— Start of Source records —

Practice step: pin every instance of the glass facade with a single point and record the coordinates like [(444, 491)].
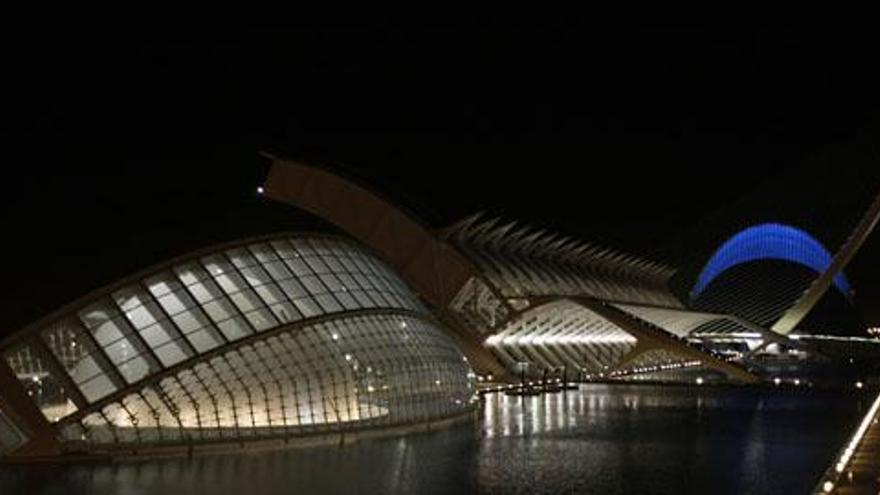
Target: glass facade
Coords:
[(265, 339)]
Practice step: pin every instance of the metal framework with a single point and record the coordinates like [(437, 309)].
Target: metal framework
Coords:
[(267, 338), (525, 295)]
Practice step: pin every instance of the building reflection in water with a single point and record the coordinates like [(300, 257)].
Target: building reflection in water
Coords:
[(599, 439)]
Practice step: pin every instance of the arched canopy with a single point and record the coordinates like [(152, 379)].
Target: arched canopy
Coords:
[(766, 242)]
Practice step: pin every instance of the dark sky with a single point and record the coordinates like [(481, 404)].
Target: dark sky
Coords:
[(129, 145)]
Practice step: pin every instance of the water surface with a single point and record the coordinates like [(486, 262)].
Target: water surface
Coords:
[(618, 439)]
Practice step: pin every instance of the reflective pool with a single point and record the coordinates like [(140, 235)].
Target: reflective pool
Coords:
[(620, 439)]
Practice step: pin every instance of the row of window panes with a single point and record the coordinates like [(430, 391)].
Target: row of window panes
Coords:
[(200, 305), (376, 369)]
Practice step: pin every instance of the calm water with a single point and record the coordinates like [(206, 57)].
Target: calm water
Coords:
[(601, 439)]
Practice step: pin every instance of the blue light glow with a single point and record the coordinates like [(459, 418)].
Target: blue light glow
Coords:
[(769, 241)]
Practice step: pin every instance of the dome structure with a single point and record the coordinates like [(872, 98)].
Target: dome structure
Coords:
[(265, 338)]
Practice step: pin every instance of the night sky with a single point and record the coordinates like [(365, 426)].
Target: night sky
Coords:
[(129, 145)]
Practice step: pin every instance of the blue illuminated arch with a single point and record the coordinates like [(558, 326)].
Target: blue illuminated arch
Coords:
[(769, 241)]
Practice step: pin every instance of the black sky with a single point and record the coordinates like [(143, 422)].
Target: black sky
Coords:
[(131, 144)]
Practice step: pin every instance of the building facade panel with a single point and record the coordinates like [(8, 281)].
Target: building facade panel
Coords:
[(278, 337)]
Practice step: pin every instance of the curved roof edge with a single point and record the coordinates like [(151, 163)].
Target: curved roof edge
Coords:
[(98, 292)]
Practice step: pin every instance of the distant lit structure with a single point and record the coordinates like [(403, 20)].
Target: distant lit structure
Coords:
[(390, 325)]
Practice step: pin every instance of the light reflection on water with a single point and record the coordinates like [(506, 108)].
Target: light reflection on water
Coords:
[(601, 439)]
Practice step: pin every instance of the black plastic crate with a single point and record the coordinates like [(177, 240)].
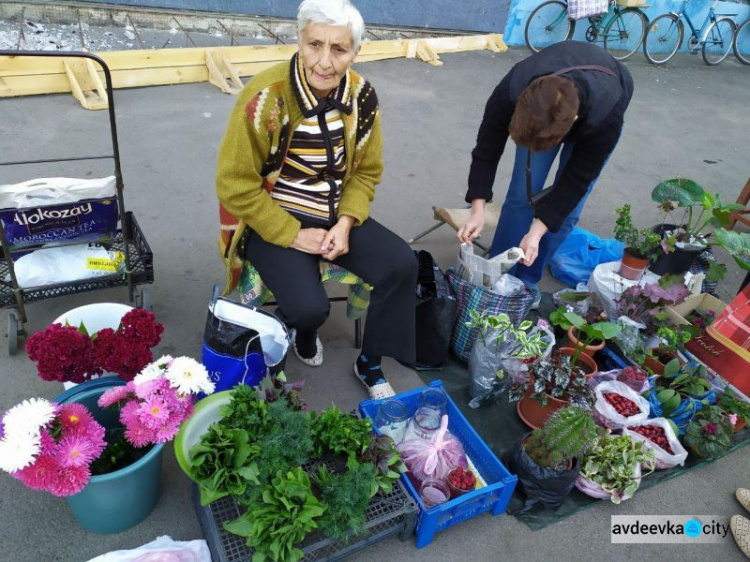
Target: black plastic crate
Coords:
[(387, 515), (141, 271)]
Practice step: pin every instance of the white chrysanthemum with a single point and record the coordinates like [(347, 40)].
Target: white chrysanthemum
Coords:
[(18, 451), (28, 417), (188, 376)]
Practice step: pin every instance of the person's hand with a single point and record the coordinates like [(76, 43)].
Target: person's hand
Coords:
[(530, 243), (310, 240), (472, 228), (336, 241)]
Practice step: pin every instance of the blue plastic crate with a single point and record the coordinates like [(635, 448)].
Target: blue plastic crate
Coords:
[(493, 497)]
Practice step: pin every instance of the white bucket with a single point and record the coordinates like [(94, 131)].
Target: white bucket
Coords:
[(95, 317)]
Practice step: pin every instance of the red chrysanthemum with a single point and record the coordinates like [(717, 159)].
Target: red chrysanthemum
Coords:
[(62, 354)]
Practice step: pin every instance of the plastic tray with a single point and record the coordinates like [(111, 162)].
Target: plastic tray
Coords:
[(141, 271), (387, 515), (493, 497)]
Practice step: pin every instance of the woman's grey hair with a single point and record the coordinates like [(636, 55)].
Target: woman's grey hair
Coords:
[(332, 12)]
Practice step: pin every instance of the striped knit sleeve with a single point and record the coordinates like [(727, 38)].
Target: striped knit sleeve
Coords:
[(359, 190)]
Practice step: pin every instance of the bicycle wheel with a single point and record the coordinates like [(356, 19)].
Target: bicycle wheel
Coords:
[(548, 24), (624, 33), (718, 41), (663, 38), (742, 43)]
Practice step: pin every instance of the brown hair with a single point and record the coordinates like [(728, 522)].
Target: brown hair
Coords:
[(544, 113)]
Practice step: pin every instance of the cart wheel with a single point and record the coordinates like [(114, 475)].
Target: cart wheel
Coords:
[(143, 299), (12, 334)]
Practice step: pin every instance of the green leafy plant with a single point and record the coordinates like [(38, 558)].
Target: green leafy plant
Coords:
[(556, 377), (223, 463), (567, 434), (641, 243), (681, 384), (338, 433), (587, 333), (499, 329), (731, 404), (382, 453), (709, 435), (613, 463), (279, 518), (346, 497)]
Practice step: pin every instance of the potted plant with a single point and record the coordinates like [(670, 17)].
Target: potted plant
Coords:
[(555, 383), (73, 354), (613, 468), (546, 460), (681, 392), (709, 435), (640, 245), (685, 237), (99, 444), (503, 349), (737, 409)]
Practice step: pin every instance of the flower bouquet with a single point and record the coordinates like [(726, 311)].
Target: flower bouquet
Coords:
[(70, 354)]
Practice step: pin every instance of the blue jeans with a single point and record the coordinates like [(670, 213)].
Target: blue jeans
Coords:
[(516, 215)]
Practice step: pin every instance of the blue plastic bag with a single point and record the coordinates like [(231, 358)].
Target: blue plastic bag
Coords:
[(580, 253), (241, 343)]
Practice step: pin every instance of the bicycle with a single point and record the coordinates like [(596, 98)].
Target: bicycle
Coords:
[(623, 29), (715, 37), (742, 35)]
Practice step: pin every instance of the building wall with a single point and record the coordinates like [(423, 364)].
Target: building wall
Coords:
[(475, 15), (697, 10)]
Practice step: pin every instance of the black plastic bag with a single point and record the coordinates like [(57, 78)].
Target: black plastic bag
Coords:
[(540, 484), (435, 314)]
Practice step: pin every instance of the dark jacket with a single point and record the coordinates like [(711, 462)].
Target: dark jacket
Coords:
[(603, 101)]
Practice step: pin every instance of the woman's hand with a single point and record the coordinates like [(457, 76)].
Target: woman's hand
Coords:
[(472, 228), (310, 240), (336, 241), (530, 243)]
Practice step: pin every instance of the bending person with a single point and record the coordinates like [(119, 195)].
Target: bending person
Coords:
[(298, 168), (570, 96)]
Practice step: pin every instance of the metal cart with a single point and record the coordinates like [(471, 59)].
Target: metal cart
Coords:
[(138, 259)]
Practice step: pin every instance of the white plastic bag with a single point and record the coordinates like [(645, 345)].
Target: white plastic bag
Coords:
[(663, 458), (63, 264), (433, 458), (608, 416), (508, 286), (486, 272), (163, 549)]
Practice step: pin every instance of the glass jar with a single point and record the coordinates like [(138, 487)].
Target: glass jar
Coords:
[(433, 492), (423, 425), (435, 399), (392, 419)]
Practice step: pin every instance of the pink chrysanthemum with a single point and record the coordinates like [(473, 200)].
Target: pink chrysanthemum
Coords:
[(42, 475), (113, 396), (168, 430), (76, 451), (71, 480), (153, 412), (138, 434)]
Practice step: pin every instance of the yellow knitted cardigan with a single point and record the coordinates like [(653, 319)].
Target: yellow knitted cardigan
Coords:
[(253, 151)]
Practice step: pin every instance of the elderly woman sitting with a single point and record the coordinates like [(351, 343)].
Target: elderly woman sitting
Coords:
[(297, 170)]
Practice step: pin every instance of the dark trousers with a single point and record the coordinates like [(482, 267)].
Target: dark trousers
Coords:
[(376, 255)]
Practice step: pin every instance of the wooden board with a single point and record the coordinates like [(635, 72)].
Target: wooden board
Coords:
[(20, 76)]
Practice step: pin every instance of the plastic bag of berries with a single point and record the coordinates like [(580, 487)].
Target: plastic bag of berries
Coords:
[(617, 405), (659, 435)]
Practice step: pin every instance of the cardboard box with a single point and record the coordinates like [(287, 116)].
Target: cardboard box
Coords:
[(702, 303)]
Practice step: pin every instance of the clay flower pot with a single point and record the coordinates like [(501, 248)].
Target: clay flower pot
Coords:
[(632, 267), (575, 342)]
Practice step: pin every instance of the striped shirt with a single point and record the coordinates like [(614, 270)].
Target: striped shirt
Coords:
[(310, 182)]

— End of Source records —

▶ Requirements
From the line containing "Practice step: pin every instance of the white plastic" down to the final line of the data, write out every line exactly; both the first and last of these belong in your answer, and nothing else does.

▶ Result of this exercise
Practice step: pin every instance of the white plastic bag with a single point and record the coordinates like [(645, 345)].
Target: white plastic bag
Coords:
[(663, 458), (63, 264), (433, 458), (608, 416), (508, 286), (486, 272), (163, 549)]
Practice step: pin every instance of the glass jar with a single point and record the coordinates like [(138, 487)].
Target: glass jar
Coords:
[(433, 492), (423, 425), (435, 399), (392, 419)]
Practice step: pin every instance of the pink chrysanthemum with a single point and record the coordinates like [(473, 200)].
Target: pink chrysanthemum
Coords:
[(42, 475), (113, 396), (168, 430), (76, 451), (71, 480), (153, 412), (138, 434)]
Practice step: pin every instance of the yellow knitted cardigan with a single point and record the coordinates like [(653, 319)].
Target: yellow knitted cardigan
Coords:
[(253, 151)]
Practice step: pin every instance of the elderly woman sitting with a single point and record the coordinates like [(351, 343)].
Target: elderly woman sitting
Coords:
[(297, 170)]
Practice step: pin every instance of the dark trousers with a single point and record the coordinates like [(482, 267)].
Target: dark trousers
Coords:
[(376, 255)]
Practice step: pin every instance of the wooden board with a single point and record the coordinates like [(635, 72)].
Target: wooden board
Coords:
[(20, 76)]
Practice step: pin every instance of the plastic bag of berries with a single point and record the coordinates like [(580, 487)].
Target: plastic bag of berries
Coords:
[(617, 405), (659, 435)]
Practice step: pin every instance of the cardboard box with a single point and record the coordinates like [(287, 116)].
Target: cardboard box
Coords:
[(702, 303)]
Practice step: pin every instance of the clay flower pot with a single point and record the coordinates like [(501, 248)].
Target: clay flower pot
Coords:
[(632, 267), (575, 342)]
Practice step: pin every instance of the striped shirt with a single point and record the coordinates like [(614, 270)].
Target: striped shirt
Coords:
[(310, 182)]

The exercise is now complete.